Your goal: Copy out every line of the data below, search and format lines included, but scale each corner coordinate in the bounding-box answers by 0.45 and round to the nearest whole number, with halves rounding up. Leave the sample coordinates in the format lines unchanged.

The records:
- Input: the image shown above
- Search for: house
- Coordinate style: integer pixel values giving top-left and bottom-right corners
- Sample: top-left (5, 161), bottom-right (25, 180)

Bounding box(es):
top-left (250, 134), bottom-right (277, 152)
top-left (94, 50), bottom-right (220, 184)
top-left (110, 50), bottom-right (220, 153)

Exercise response:
- Input: the image shown above
- Search for: house
- Coordinate style: integer pixel values giving top-left and bottom-right corners
- Sample: top-left (5, 161), bottom-right (25, 180)

Bounding box(es):
top-left (113, 60), bottom-right (125, 68)
top-left (42, 23), bottom-right (99, 83)
top-left (50, 23), bottom-right (99, 69)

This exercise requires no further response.